What is being asked: Your answer should be the full set of entries, given again without alteration.

Available data:
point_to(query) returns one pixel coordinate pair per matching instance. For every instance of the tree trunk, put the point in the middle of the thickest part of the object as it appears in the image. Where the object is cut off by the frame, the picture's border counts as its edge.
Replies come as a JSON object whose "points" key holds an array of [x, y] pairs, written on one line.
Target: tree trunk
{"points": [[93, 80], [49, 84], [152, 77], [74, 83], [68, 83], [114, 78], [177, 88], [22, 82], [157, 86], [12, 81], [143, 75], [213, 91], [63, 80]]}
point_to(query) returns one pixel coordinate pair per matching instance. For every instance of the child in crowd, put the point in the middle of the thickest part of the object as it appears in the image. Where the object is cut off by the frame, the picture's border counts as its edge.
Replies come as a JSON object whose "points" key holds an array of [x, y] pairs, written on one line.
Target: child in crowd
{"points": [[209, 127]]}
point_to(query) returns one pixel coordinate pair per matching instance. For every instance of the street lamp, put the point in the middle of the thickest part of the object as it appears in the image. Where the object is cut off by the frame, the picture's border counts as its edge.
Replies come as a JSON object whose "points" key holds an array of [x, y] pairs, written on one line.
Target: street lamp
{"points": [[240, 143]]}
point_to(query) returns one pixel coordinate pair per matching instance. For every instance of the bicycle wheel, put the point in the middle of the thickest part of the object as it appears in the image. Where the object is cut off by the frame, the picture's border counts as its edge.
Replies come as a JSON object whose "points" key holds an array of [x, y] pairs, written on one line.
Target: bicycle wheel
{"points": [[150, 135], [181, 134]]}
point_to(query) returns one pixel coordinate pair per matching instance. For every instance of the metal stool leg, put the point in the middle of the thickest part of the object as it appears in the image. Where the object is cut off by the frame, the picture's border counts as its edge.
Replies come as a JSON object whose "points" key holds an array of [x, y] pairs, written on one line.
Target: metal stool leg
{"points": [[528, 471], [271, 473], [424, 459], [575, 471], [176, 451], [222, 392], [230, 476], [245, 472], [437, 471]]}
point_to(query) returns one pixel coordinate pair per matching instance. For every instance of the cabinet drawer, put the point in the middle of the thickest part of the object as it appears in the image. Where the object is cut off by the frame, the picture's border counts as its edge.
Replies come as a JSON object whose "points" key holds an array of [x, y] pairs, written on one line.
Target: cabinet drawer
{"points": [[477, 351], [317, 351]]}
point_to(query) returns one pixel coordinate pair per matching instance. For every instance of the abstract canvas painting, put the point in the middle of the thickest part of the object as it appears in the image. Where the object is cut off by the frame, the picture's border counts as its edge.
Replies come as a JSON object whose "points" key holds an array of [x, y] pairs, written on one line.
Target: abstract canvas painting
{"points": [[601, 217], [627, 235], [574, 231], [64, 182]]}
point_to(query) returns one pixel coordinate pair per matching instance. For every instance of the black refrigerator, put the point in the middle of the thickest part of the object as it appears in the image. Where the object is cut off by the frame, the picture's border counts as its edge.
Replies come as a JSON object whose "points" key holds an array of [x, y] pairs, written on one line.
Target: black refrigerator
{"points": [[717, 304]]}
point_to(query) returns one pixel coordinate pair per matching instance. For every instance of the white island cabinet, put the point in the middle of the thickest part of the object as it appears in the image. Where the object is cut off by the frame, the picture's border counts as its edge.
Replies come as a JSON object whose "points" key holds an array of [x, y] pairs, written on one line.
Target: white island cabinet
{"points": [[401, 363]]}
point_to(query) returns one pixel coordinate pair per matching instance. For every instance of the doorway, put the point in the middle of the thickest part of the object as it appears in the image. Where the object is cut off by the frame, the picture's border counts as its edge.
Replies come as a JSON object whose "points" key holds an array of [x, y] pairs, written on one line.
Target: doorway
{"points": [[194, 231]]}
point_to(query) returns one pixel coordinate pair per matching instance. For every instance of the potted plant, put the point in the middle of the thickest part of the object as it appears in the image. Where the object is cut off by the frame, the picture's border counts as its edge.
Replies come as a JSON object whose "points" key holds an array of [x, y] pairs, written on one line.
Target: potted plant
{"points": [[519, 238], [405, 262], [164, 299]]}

Finished task:
point_to(query) returns one pixel coordinate pair per matching instance. For every instance of the tree trunk, put the point in the middle of the thickest part of the object as it appears in the image. Where the object is cut off by the frame, the picture's border counts as its edge.
Replies come as a JSON object whose "points" key holds an array of [x, y] pairs, written on one line.
Target: tree trunk
{"points": [[93, 80], [49, 84], [152, 77], [74, 83], [68, 83], [114, 78], [177, 88], [22, 82], [157, 86], [12, 81], [143, 75], [213, 91], [63, 80]]}
point_to(query) returns one pixel coordinate pair per matching instance. For every instance of the child in crowd, put the point in the middle of the thickest part of the object as it appears in the image. Where the object is cut off by the frame, the picture's border counts as its edge.
Replies come as a JSON object whose "points" key holds an array of [x, y] pairs, written on one line.
Target: child in crowd
{"points": [[209, 127]]}
point_to(query) returns one pixel coordinate pair per matching instance. For every instance of the street lamp, put the point in the middle of the thickest part of the object as it appears in the image. Where the object is cut off by the frame, the picture's border counts as its edge.
Replies come as a JSON object whose "points" key holds an array of [x, y] pairs, written on one line.
Target: street lamp
{"points": [[240, 143]]}
point_to(query) returns one pixel coordinate pair per matching instance. For every instance of the bicycle wheel, put the point in the middle of the thickest part of the object as it appears in the image. Where the object is cut off by the frame, the picture's border counts as its edge.
Replies come as a JSON object whose "points" key holds an array of [x, y] pairs, written on one line.
Target: bicycle wheel
{"points": [[150, 135], [181, 134]]}
point_to(query) returns one pixel coordinate pair per matching instance. For every instance of the metal stool leg, put the point in the middle of the thickest part of the object as it appears in the image. Where the object is cut off by the frame, the picture's border counts as its edge.
Replies come as a JSON object whose "points" key holds an array of [x, y] pairs, written on one line.
Target: metal stool leg
{"points": [[528, 471], [271, 473], [424, 459], [575, 471], [176, 451], [222, 392], [230, 476], [245, 472], [437, 471]]}
point_to(query) returns one pixel coordinate pair per matching instance. For every instance of the cabinet drawer, put the point in the middle of the thickest part of the object as it appears in the image. Where the object is cut off by the frame, the picture's border counts as its edge.
Replies come as a JSON object whose "points" key holds an array of [x, y] pairs, written on one line.
Target: cabinet drawer
{"points": [[477, 351], [317, 351]]}
point_to(query) returns one pixel coordinate pair per matching instance. For every instance of the abstract canvas painting, put the point in the middle of the thickest part of the object as it appears in the image. Where the object is cut off by the frame, the picture's border counts as its edge.
Replies come as a JSON object whose "points" key holds an array of [x, y] pairs, written on one line.
Target: abstract canvas painting
{"points": [[601, 217], [627, 235], [574, 231], [64, 182]]}
point_to(query) returns one pixel coordinate pair per matching instance. For every instance of the black refrigerator, put the point in the middle of the thickest part of the object as it appears in the image. Where the object is cut off by the frame, the picture's border counts as its edge.
Replies come as a JSON object whose "points" key holds an array of [x, y] pairs, written on one line.
Target: black refrigerator
{"points": [[717, 304]]}
point_to(query) returns one pixel coordinate pair per matching instance. For every instance of the white island cabinet, put the point in the middle of the thickest part of the object as it appears in the image. Where the object is cut off by the frame, the picture's border counts as its edge.
Replies come as a JSON object whose "points" key holds an array of [x, y] pairs, written on one line.
Target: white island cabinet
{"points": [[401, 363]]}
point_to(query) returns one pixel coordinate pair per matching instance. For every instance of the doorway, put the point in the middle of the thickest part of the object as it appears in the image. Where the object is cut off by the frame, the picture's border counts as its edge.
Replies come as a JSON object whose "points" key holds an array of [x, y] pairs, written on one line.
Target: doorway
{"points": [[194, 231]]}
point_to(query) returns one pixel coordinate pair per matching instance. For every instance of the potted plant, put the point in the middle of the thickest part of the object as it appears in the image. Where the object is cut off by the frame, the picture's border counts as its edge.
Replies come as a JSON object whose "points" key holds an array of [x, y] pairs, written on one line.
Target: potted plant
{"points": [[519, 238], [405, 262], [164, 299]]}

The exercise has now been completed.